**What is asked:**
Reproduce the rows below exactly, from the first line through the line that contains "[103,248,336,299]", inclusive.

**Material:**
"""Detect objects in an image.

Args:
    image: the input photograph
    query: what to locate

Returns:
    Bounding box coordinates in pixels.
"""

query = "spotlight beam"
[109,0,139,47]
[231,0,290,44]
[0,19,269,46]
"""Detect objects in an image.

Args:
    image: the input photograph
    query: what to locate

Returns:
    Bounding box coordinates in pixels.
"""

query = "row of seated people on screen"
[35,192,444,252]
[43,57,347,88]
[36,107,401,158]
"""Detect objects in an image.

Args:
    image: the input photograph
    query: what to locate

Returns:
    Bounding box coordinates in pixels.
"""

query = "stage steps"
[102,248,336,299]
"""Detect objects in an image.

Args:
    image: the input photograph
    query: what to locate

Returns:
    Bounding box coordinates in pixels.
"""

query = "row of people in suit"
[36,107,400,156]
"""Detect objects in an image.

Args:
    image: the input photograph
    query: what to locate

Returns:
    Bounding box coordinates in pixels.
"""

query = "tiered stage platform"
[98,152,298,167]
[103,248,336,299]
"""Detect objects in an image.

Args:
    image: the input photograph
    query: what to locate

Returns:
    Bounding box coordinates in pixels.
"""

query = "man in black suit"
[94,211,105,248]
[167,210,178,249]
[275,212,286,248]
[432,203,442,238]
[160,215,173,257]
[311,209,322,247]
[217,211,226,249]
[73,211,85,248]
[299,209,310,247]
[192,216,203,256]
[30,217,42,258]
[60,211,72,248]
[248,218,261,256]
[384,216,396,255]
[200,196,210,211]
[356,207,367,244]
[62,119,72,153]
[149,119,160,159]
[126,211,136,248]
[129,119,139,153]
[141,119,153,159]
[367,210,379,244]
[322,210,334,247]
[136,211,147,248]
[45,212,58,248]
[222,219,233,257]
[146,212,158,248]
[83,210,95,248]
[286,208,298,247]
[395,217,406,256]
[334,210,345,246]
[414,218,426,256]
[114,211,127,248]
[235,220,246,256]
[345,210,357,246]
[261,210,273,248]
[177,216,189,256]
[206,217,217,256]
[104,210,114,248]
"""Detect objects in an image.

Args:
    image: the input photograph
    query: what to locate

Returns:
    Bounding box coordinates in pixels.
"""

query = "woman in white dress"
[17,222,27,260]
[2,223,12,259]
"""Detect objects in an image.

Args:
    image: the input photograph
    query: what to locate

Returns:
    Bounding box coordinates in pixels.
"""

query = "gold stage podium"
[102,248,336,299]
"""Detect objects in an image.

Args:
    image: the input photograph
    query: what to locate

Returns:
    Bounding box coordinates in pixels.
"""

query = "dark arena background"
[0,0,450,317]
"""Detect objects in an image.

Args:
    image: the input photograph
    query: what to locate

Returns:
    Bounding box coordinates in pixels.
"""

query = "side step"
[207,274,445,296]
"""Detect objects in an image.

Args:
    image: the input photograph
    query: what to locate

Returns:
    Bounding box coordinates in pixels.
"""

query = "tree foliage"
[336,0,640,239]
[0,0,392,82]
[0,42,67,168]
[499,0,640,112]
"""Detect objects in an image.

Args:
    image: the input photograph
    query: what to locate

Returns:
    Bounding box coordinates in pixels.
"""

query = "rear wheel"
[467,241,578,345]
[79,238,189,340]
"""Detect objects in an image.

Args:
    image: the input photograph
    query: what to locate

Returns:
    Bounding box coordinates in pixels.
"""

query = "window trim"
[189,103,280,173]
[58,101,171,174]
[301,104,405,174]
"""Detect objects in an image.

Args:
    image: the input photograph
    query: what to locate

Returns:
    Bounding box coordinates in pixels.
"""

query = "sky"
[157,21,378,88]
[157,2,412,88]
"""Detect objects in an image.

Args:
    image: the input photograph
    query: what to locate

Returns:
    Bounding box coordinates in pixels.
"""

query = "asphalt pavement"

**The response:**
"""Detect objects in an image.

Args:
    image: the input photograph
    query: what to locate

Returns:
    Bounding box coordinates in pixels.
"""

query = "spotlight beam"
[109,0,139,47]
[231,0,290,44]
[0,19,269,46]
"""Detect objects in an image.

Args:
    image: the input photograph
    query: what to locate

Returns:
    Bounding box coordinates in pixels.
"""

query = "row of seated people on screen"
[35,192,444,252]
[43,57,347,88]
[36,107,401,158]
"""Detect objects in an image.

Args:
    image: the input photograph
    query: what to locate

Returns:
    Bounding box coordinates in pixels.
"""

query = "stage steps"
[102,248,336,299]
"""Detect objects in an image.

Args:
    image: the input photograph
    query: what to locate

Returns:
    Bounding box coordinates in pixels.
"""

query = "row of people in suit"
[36,107,400,156]
"""Detect objects in an image.

Args:
    image: the input photograph
    query: what to locate

Returns:
    Bounding box coordinates in pixels.
"""

query = "tiered stage platform"
[98,152,298,167]
[103,248,336,299]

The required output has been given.